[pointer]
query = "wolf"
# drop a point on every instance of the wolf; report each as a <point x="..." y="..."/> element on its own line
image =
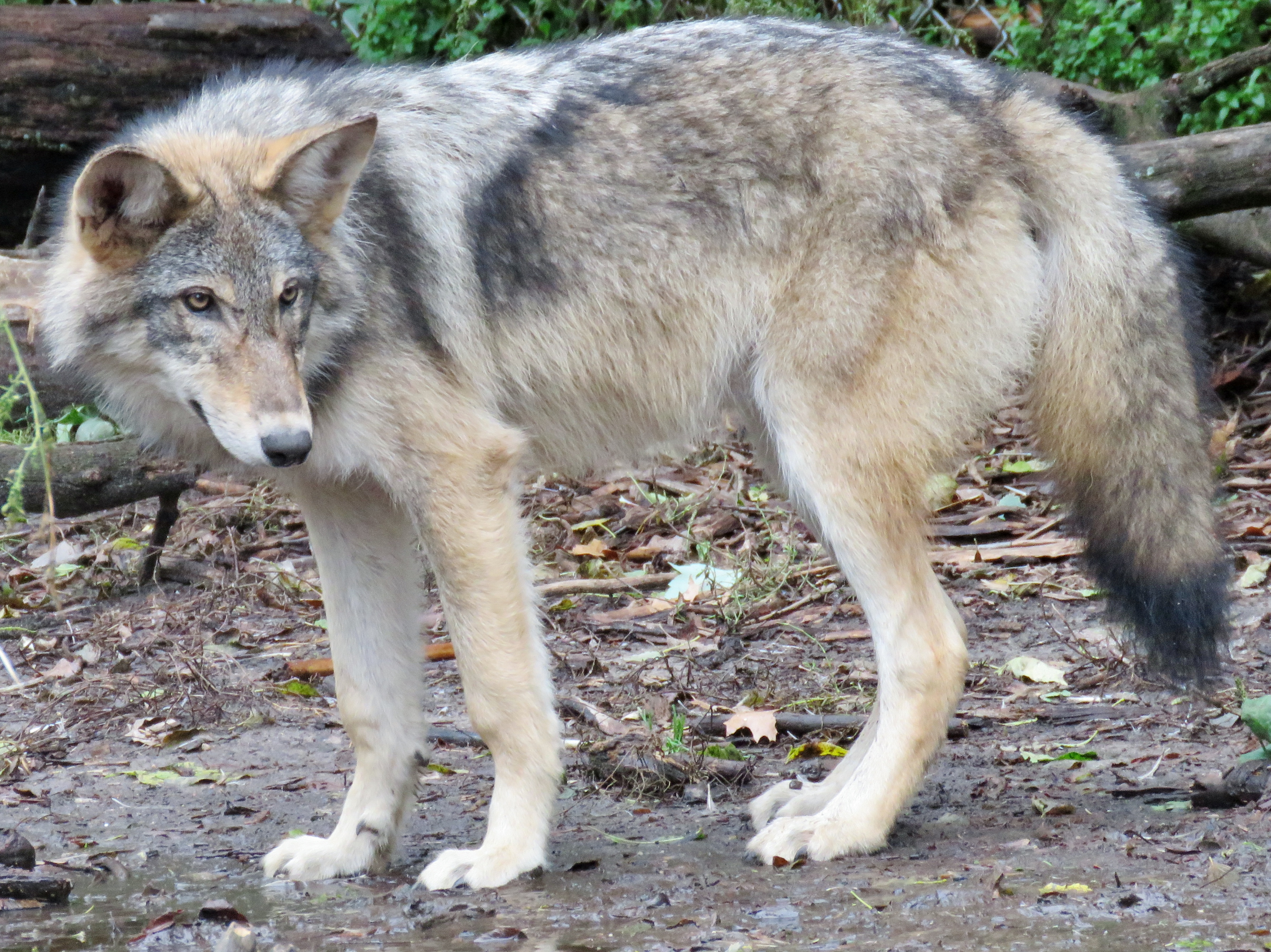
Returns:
<point x="401" y="290"/>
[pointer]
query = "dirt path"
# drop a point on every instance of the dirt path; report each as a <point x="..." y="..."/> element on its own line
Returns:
<point x="1006" y="848"/>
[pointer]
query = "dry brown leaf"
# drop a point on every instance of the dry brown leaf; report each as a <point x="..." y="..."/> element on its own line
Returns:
<point x="595" y="549"/>
<point x="760" y="724"/>
<point x="151" y="731"/>
<point x="643" y="608"/>
<point x="1045" y="548"/>
<point x="668" y="546"/>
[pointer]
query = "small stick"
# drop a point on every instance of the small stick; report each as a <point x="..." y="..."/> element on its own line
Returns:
<point x="1039" y="531"/>
<point x="36" y="216"/>
<point x="8" y="666"/>
<point x="604" y="586"/>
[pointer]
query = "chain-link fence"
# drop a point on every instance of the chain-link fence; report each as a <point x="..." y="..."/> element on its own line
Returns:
<point x="979" y="29"/>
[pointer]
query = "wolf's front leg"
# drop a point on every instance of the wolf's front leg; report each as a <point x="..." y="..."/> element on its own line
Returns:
<point x="370" y="575"/>
<point x="480" y="556"/>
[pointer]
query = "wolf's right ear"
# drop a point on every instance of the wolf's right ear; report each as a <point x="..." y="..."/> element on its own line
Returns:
<point x="123" y="202"/>
<point x="312" y="172"/>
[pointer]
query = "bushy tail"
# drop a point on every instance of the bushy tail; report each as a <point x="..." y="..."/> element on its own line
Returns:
<point x="1115" y="399"/>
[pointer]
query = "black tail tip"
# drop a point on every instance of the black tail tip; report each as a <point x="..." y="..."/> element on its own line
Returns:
<point x="1180" y="624"/>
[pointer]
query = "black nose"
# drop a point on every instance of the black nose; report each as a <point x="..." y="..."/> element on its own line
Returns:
<point x="286" y="448"/>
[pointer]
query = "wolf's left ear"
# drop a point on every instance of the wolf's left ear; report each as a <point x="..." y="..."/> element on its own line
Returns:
<point x="312" y="172"/>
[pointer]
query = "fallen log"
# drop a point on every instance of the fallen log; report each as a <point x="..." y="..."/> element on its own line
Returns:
<point x="18" y="884"/>
<point x="70" y="77"/>
<point x="1155" y="111"/>
<point x="92" y="477"/>
<point x="799" y="725"/>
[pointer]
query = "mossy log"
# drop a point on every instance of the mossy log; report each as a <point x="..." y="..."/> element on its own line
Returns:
<point x="92" y="477"/>
<point x="70" y="77"/>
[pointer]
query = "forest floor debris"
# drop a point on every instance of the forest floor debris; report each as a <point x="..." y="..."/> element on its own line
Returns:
<point x="156" y="741"/>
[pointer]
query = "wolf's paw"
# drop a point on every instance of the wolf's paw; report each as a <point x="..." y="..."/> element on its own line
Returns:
<point x="786" y="838"/>
<point x="319" y="858"/>
<point x="815" y="837"/>
<point x="481" y="868"/>
<point x="764" y="807"/>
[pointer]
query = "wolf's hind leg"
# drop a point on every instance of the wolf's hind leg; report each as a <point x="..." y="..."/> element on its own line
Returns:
<point x="480" y="557"/>
<point x="867" y="502"/>
<point x="370" y="572"/>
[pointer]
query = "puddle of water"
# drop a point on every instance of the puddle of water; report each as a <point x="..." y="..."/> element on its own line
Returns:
<point x="651" y="898"/>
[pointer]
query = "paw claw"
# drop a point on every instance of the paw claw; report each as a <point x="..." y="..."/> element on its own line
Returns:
<point x="319" y="858"/>
<point x="480" y="868"/>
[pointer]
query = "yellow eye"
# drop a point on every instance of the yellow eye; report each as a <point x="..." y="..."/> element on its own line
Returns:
<point x="197" y="301"/>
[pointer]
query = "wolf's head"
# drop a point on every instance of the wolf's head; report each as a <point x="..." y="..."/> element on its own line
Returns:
<point x="192" y="267"/>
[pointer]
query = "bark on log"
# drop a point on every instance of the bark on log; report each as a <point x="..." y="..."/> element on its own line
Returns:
<point x="1204" y="175"/>
<point x="1237" y="234"/>
<point x="1152" y="112"/>
<point x="95" y="476"/>
<point x="70" y="77"/>
<point x="799" y="725"/>
<point x="16" y="884"/>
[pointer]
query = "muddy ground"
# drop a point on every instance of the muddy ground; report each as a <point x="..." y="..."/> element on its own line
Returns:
<point x="159" y="744"/>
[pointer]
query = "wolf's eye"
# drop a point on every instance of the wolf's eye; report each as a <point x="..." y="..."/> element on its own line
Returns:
<point x="197" y="301"/>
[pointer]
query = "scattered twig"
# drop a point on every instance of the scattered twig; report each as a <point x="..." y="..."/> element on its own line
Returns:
<point x="604" y="586"/>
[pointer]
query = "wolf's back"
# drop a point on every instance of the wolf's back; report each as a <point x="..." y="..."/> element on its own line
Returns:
<point x="1115" y="397"/>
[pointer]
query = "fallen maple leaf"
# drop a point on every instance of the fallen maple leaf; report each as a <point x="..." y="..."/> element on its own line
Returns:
<point x="760" y="724"/>
<point x="158" y="924"/>
<point x="1035" y="670"/>
<point x="65" y="668"/>
<point x="594" y="549"/>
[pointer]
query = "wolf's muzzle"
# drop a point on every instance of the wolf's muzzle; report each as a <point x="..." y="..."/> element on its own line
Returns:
<point x="286" y="448"/>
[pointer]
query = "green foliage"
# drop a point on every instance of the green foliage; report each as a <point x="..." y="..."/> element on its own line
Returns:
<point x="1125" y="45"/>
<point x="384" y="31"/>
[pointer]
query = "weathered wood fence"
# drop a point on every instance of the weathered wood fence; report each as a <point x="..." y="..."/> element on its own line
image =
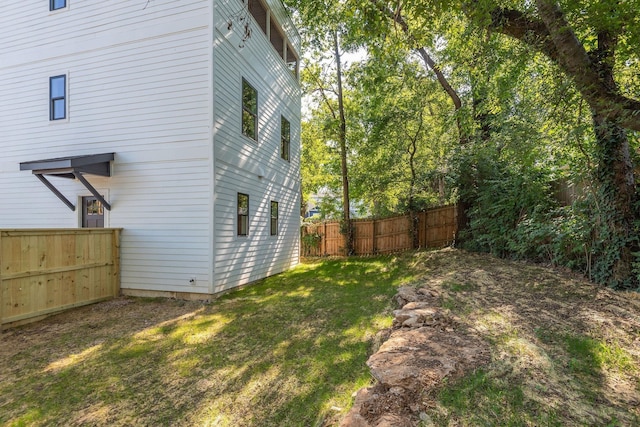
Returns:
<point x="46" y="271"/>
<point x="434" y="228"/>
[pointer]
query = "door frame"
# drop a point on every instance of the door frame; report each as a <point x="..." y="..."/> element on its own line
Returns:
<point x="80" y="209"/>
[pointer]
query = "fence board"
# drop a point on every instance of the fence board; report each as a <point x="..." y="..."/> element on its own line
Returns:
<point x="45" y="271"/>
<point x="435" y="228"/>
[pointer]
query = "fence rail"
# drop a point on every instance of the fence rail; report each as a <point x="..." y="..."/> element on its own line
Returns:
<point x="433" y="228"/>
<point x="43" y="271"/>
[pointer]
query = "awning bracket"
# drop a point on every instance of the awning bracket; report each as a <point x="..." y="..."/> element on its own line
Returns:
<point x="72" y="167"/>
<point x="55" y="191"/>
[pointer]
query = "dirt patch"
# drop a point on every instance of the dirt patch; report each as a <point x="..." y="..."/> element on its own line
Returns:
<point x="569" y="348"/>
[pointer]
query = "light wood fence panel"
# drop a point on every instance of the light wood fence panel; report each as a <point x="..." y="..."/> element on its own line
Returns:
<point x="46" y="271"/>
<point x="364" y="237"/>
<point x="436" y="228"/>
<point x="393" y="234"/>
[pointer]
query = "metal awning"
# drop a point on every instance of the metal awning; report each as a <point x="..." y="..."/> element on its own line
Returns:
<point x="73" y="167"/>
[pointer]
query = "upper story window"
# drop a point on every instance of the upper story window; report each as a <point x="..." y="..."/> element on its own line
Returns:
<point x="243" y="214"/>
<point x="285" y="138"/>
<point x="58" y="97"/>
<point x="274" y="218"/>
<point x="249" y="110"/>
<point x="57" y="4"/>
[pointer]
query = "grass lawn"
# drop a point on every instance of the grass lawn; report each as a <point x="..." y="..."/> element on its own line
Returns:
<point x="289" y="351"/>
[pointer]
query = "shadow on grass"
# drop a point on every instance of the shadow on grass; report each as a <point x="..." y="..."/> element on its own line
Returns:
<point x="281" y="352"/>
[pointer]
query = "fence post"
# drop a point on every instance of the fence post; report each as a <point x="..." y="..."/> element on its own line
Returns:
<point x="1" y="285"/>
<point x="323" y="239"/>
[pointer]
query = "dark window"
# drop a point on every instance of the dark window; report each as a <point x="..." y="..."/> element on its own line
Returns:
<point x="285" y="138"/>
<point x="57" y="4"/>
<point x="57" y="97"/>
<point x="259" y="13"/>
<point x="277" y="39"/>
<point x="243" y="214"/>
<point x="249" y="110"/>
<point x="292" y="60"/>
<point x="274" y="218"/>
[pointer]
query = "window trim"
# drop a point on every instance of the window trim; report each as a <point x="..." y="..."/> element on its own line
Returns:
<point x="273" y="226"/>
<point x="285" y="139"/>
<point x="53" y="100"/>
<point x="52" y="7"/>
<point x="242" y="219"/>
<point x="247" y="110"/>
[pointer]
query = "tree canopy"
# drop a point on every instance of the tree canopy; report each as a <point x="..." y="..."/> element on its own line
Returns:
<point x="500" y="106"/>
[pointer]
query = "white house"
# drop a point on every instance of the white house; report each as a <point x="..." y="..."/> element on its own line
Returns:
<point x="178" y="121"/>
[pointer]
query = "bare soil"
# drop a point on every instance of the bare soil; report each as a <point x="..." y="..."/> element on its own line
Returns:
<point x="569" y="347"/>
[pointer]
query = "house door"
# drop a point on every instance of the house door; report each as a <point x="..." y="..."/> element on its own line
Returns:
<point x="92" y="213"/>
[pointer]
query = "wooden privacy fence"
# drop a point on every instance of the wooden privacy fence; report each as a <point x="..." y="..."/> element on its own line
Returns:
<point x="46" y="271"/>
<point x="434" y="228"/>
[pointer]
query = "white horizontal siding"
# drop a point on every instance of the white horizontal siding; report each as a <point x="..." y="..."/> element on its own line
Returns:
<point x="253" y="168"/>
<point x="138" y="85"/>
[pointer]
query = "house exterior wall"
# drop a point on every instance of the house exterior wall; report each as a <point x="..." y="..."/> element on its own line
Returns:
<point x="255" y="168"/>
<point x="159" y="84"/>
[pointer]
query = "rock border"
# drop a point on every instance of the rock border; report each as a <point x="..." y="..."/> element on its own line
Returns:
<point x="425" y="346"/>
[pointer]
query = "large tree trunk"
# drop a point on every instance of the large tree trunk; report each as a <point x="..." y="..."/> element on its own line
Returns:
<point x="347" y="227"/>
<point x="618" y="201"/>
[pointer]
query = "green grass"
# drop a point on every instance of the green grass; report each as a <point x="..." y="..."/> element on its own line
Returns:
<point x="480" y="399"/>
<point x="281" y="352"/>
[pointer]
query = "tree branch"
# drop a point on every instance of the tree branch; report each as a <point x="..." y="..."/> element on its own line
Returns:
<point x="553" y="36"/>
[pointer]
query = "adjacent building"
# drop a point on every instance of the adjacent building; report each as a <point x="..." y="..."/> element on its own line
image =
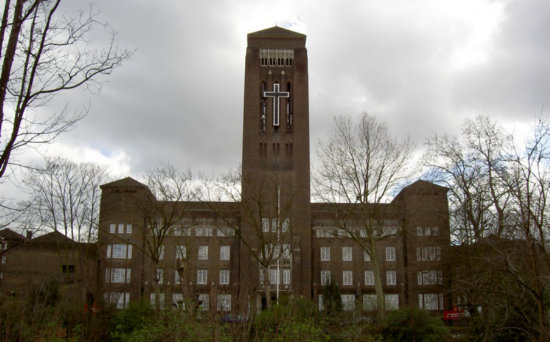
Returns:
<point x="233" y="256"/>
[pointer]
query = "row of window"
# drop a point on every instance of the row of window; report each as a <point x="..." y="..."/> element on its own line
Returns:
<point x="427" y="231"/>
<point x="273" y="225"/>
<point x="347" y="254"/>
<point x="122" y="299"/>
<point x="428" y="253"/>
<point x="223" y="301"/>
<point x="281" y="277"/>
<point x="204" y="231"/>
<point x="122" y="251"/>
<point x="357" y="232"/>
<point x="276" y="57"/>
<point x="347" y="278"/>
<point x="120" y="228"/>
<point x="369" y="302"/>
<point x="124" y="275"/>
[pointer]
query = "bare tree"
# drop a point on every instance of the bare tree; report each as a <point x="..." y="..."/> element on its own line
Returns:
<point x="473" y="166"/>
<point x="264" y="228"/>
<point x="44" y="54"/>
<point x="64" y="197"/>
<point x="499" y="191"/>
<point x="361" y="165"/>
<point x="173" y="190"/>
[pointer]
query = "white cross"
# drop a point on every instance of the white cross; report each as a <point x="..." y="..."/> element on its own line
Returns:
<point x="276" y="95"/>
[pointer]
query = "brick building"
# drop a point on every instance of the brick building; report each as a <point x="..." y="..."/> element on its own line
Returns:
<point x="218" y="255"/>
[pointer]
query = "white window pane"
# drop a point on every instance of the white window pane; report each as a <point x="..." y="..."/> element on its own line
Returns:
<point x="346" y="254"/>
<point x="224" y="252"/>
<point x="203" y="253"/>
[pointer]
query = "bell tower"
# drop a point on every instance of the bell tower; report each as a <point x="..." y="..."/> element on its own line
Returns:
<point x="275" y="162"/>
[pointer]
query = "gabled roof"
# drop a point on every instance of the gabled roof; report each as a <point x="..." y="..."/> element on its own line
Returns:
<point x="124" y="182"/>
<point x="276" y="32"/>
<point x="54" y="237"/>
<point x="9" y="234"/>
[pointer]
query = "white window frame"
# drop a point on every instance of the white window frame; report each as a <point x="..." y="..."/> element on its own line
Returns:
<point x="223" y="302"/>
<point x="325" y="253"/>
<point x="369" y="278"/>
<point x="348" y="302"/>
<point x="202" y="253"/>
<point x="347" y="278"/>
<point x="225" y="277"/>
<point x="225" y="252"/>
<point x="325" y="277"/>
<point x="391" y="278"/>
<point x="347" y="253"/>
<point x="202" y="276"/>
<point x="390" y="254"/>
<point x="181" y="252"/>
<point x="391" y="301"/>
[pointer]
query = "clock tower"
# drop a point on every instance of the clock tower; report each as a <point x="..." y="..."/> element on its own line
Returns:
<point x="275" y="163"/>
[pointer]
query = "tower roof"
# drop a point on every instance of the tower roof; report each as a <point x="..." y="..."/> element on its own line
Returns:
<point x="276" y="32"/>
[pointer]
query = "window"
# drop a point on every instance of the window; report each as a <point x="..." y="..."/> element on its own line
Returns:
<point x="152" y="300"/>
<point x="430" y="277"/>
<point x="391" y="301"/>
<point x="325" y="253"/>
<point x="391" y="278"/>
<point x="347" y="278"/>
<point x="226" y="231"/>
<point x="177" y="301"/>
<point x="286" y="251"/>
<point x="428" y="253"/>
<point x="202" y="277"/>
<point x="223" y="302"/>
<point x="64" y="268"/>
<point x="369" y="278"/>
<point x="366" y="256"/>
<point x="181" y="252"/>
<point x="224" y="252"/>
<point x="346" y="254"/>
<point x="265" y="225"/>
<point x="369" y="302"/>
<point x="119" y="251"/>
<point x="430" y="301"/>
<point x="348" y="302"/>
<point x="204" y="301"/>
<point x="161" y="252"/>
<point x="120" y="299"/>
<point x="116" y="275"/>
<point x="224" y="277"/>
<point x="325" y="277"/>
<point x="286" y="225"/>
<point x="286" y="276"/>
<point x="273" y="276"/>
<point x="203" y="253"/>
<point x="160" y="275"/>
<point x="390" y="253"/>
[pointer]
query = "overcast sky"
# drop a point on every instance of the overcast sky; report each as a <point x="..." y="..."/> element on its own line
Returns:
<point x="422" y="66"/>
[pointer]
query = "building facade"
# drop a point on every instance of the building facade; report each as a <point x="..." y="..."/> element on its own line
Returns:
<point x="273" y="242"/>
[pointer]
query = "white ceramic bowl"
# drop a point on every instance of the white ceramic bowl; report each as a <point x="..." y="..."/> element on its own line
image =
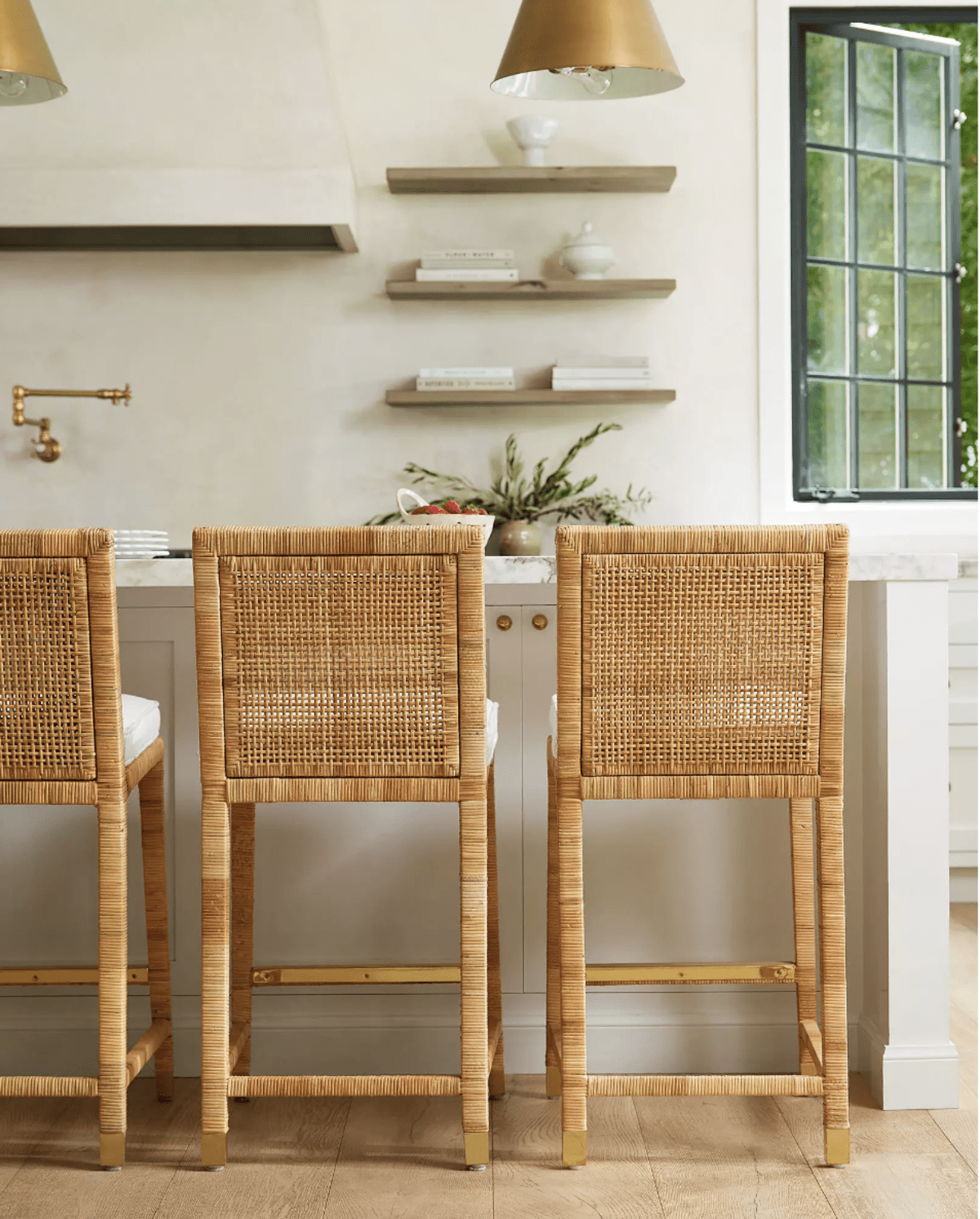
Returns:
<point x="440" y="520"/>
<point x="532" y="133"/>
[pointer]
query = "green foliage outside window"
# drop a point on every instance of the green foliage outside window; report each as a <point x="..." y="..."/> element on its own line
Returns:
<point x="965" y="34"/>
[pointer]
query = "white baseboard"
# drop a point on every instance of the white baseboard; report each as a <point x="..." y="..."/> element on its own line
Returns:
<point x="910" y="1077"/>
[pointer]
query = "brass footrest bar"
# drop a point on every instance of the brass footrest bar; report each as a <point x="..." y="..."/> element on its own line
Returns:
<point x="69" y="976"/>
<point x="698" y="973"/>
<point x="706" y="1085"/>
<point x="813" y="1038"/>
<point x="344" y="1085"/>
<point x="49" y="1085"/>
<point x="354" y="976"/>
<point x="144" y="1050"/>
<point x="237" y="1043"/>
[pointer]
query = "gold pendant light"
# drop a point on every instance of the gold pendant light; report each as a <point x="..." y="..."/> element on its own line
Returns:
<point x="576" y="50"/>
<point x="27" y="71"/>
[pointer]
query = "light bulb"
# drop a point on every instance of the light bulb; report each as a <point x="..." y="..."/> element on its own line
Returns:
<point x="12" y="84"/>
<point x="594" y="81"/>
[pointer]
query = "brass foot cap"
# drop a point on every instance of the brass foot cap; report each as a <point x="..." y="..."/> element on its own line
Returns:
<point x="477" y="1150"/>
<point x="573" y="1149"/>
<point x="838" y="1146"/>
<point x="113" y="1150"/>
<point x="213" y="1150"/>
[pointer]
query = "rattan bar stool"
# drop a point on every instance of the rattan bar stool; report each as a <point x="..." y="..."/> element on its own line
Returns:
<point x="701" y="663"/>
<point x="341" y="664"/>
<point x="67" y="736"/>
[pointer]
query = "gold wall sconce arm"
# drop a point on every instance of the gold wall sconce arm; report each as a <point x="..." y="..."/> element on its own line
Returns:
<point x="45" y="446"/>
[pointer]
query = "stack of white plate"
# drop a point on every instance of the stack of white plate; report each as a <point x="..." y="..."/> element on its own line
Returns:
<point x="141" y="543"/>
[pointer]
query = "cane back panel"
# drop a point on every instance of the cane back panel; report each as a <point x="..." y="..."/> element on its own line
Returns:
<point x="45" y="671"/>
<point x="701" y="663"/>
<point x="341" y="666"/>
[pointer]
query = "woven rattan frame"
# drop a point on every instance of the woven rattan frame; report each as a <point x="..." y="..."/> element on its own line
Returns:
<point x="61" y="741"/>
<point x="341" y="664"/>
<point x="702" y="663"/>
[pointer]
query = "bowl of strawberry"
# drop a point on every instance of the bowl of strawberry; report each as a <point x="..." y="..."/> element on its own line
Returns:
<point x="443" y="512"/>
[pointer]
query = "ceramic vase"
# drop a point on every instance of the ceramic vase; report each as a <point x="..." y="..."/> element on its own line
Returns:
<point x="521" y="538"/>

########

Which lines in the rows above contain the word "pendant"? Return each of those lines in full.

▶ [Answer]
query = "gold pendant light"
# drop a point on every instance of the gold pendant light; report each as a <point x="..." y="..."/> element on its own line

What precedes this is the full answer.